TASK INSTRUCTIONS =
Line by line, copy the listing below exactly.

RECORDS FOR THIS EXERCISE =
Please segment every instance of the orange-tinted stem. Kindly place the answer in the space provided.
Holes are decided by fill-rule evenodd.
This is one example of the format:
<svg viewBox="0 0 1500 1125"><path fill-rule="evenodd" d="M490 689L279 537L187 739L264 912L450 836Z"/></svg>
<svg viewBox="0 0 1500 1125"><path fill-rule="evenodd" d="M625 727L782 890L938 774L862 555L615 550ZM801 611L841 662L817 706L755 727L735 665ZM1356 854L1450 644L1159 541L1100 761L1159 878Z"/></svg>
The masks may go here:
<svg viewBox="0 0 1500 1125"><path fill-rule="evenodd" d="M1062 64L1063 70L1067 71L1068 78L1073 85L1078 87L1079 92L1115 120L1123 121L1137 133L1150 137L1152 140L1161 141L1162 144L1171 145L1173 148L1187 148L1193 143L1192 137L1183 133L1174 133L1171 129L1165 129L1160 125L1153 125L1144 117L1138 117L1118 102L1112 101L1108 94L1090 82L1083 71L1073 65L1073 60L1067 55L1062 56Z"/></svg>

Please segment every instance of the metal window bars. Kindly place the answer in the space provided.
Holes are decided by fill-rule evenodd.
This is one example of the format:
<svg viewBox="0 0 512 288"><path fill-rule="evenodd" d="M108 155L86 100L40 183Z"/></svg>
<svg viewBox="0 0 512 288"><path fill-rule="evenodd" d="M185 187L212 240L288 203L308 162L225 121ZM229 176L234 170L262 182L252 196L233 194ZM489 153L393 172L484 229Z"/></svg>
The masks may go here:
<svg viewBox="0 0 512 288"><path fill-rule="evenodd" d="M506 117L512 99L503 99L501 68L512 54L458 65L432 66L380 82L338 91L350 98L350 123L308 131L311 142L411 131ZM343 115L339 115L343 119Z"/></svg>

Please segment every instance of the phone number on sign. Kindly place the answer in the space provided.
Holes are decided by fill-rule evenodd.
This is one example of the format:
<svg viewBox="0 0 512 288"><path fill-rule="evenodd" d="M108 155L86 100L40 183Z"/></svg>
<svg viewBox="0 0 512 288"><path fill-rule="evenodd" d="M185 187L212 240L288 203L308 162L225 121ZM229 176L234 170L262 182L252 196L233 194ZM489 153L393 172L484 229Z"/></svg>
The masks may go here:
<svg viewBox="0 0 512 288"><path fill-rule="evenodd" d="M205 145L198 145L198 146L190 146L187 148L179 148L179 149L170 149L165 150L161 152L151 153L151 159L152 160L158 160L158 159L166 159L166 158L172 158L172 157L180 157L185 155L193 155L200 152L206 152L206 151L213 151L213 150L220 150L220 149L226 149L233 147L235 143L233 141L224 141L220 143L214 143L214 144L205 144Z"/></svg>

RESPONSE FOR THIS EXERCISE =
Please segment every instance of the orange-tinted stem. Kindly place the answer in the space provided.
Holes are decided by fill-rule evenodd.
This is one example of the format:
<svg viewBox="0 0 1500 1125"><path fill-rule="evenodd" d="M490 689L279 537L187 739L264 912L450 836Z"/></svg>
<svg viewBox="0 0 1500 1125"><path fill-rule="evenodd" d="M625 727L782 890L938 774L862 555L615 550ZM801 611L841 662L817 706L755 727L735 665ZM1356 854L1450 644L1159 541L1100 761L1159 878Z"/></svg>
The masks may go here:
<svg viewBox="0 0 1500 1125"><path fill-rule="evenodd" d="M1062 64L1063 70L1067 71L1068 78L1073 85L1078 87L1079 92L1115 120L1123 121L1137 133L1150 137L1152 140L1161 141L1162 144L1171 145L1173 148L1187 148L1193 143L1192 137L1183 133L1174 133L1171 129L1165 129L1160 125L1153 125L1144 117L1138 117L1118 102L1112 101L1108 94L1090 82L1083 71L1073 65L1073 60L1067 55L1062 56Z"/></svg>

Please segment every instance of the metal window bars. Kindly place the answer in the space provided.
Holes are decided by fill-rule evenodd.
This is one example of the format:
<svg viewBox="0 0 512 288"><path fill-rule="evenodd" d="M108 155L86 100L40 183Z"/></svg>
<svg viewBox="0 0 512 288"><path fill-rule="evenodd" d="M185 187L212 240L288 203L308 162L225 121ZM229 176L234 170L262 182L252 196L233 194ZM489 153L393 172L484 229Z"/></svg>
The masks may go here:
<svg viewBox="0 0 512 288"><path fill-rule="evenodd" d="M506 117L512 99L503 99L501 68L512 54L458 65L432 66L380 82L338 91L350 98L350 123L308 131L311 142L411 131ZM343 115L339 115L343 119Z"/></svg>

Please segment every instance of the phone number on sign. Kindly place the answer in the space provided.
Holes are decided by fill-rule evenodd.
This is one example of the format:
<svg viewBox="0 0 512 288"><path fill-rule="evenodd" d="M108 155L86 100L40 183Z"/></svg>
<svg viewBox="0 0 512 288"><path fill-rule="evenodd" d="M185 187L212 240L288 203L308 162L225 121ZM229 176L234 170L262 182L252 196L233 194ZM489 153L393 172L484 229Z"/></svg>
The masks may go here:
<svg viewBox="0 0 512 288"><path fill-rule="evenodd" d="M205 145L198 145L198 146L190 146L187 148L179 148L179 149L170 149L165 150L161 152L151 153L151 159L152 160L158 160L158 159L166 159L166 158L172 158L172 157L180 157L185 155L193 155L200 152L206 152L206 151L213 151L213 150L220 150L220 149L226 149L233 147L235 143L233 141L224 141L220 143L214 143L214 144L205 144Z"/></svg>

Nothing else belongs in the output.